## Consigne:
Transcrivez à l'identique le passage du texte de référence sur Jean-Louis Boujon situé entre « Ancien président de » et « de Paris 2024. », ces deux segments inclus.

## Texte de référence:
• • • •

Les malversations d'un ambassadeur du sport français à Rio

Publié le par Front de Gauche de Pierre Bénite

Les malversations d'un ambassadeur du sport français à Rio

Ancien président de l'UNSS et de la Fédération internationale du sport scolaire, Jean-Louis Boujon a été poussé vers la sortie en 2010 après avoir détourné des subventions à son profit. Lourdement condamné en appel il y a un an, il représente pourtant le sport français aux Jeux olympiques de Rio et participe à la campagne pour la candidature de Paris 2024.

Voilà une drôle d'« affaire privée » qui éclabousse la candidature de Paris à l'organisation des Jeux olympiques en 2024. L'un de ses promoteurs, Jean-Louis Boujon, actuel vice-président de la Fédération française de rugby (FFR), a été lourdement condamné en 2015 par la cour d'appel de Paris pour des faits de malversations alors qu'il dirigeait l'Union nationale du sport scolaire (UNSS).

L'information, évoquée par le journal sportif Midi olympique début mai, est passée jusqu'ici quasi inaperçue ; Jean-Louis Boujon soutenant qu'il s'agissait là d'une simple « affaire relevant de la sphère privée », « jugée et classée », qui ne regarde donc pas les citoyens.

Pourtant, alors que l'ancien patron du sport scolaire parade à Rio, où il représente notamment la délégation de rugby à VII, des documents consultés par Mediapart montrent comment il a détourné plusieurs subventions à son profit et favorisé une entreprise dans l'attribution d'un marché public de plus de 3 millions d'euros.

Fédérations et pouvoirs publics tardent à réagir.

La FFR, le comité d'organisation Paris 2024 (son président, Bernard Lapasset, a accessoirement présidé la FFR de 1991 à 2008), la mairie de Paris (le conseiller sport d'Anne Hidalgo est l'ancien rugbyman professionnel Pierre Rabadan) et le ministère de Patrick Kanner bottent tous en touche quand il s'agit d'évoquer le passif de cet ambassadeur du sport français, qui animait encore en juin une réunion de campagne pour que la France accueille les JO en 2024.

• • • •

## Données fournies:

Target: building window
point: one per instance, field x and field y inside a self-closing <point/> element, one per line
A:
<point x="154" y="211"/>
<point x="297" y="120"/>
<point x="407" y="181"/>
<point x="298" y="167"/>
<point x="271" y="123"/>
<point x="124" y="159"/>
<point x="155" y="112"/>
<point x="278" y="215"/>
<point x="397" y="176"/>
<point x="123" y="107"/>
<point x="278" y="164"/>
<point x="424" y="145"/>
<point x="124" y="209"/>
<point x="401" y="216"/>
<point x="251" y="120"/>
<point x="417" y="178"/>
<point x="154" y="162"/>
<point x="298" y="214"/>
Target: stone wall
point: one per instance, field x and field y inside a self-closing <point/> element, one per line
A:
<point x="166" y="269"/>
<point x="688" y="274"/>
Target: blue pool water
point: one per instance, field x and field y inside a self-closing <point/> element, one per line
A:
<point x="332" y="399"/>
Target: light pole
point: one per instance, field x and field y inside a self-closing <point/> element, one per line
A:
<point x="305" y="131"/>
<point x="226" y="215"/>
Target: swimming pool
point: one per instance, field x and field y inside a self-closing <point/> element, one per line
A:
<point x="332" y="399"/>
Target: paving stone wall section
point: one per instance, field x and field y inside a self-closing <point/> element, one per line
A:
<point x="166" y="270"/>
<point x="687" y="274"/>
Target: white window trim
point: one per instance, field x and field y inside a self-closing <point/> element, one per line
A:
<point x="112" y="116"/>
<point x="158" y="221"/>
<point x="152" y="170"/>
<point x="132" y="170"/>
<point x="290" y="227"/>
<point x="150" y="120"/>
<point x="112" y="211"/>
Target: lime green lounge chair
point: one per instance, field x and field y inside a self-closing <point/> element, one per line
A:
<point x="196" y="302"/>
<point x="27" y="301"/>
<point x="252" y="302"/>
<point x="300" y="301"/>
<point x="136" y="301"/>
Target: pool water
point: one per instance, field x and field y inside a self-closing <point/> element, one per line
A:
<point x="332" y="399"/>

• • • •

## Réponse attendue:
Ancien président de l'UNSS et de la Fédération internationale du sport scolaire, Jean-Louis Boujon a été poussé vers la sortie en 2010 après avoir détourné des subventions à son profit. Lourdement condamné en appel il y a un an, il représente pourtant le sport français aux Jeux olympiques de Rio et participe à la campagne pour la candidature de Paris 2024.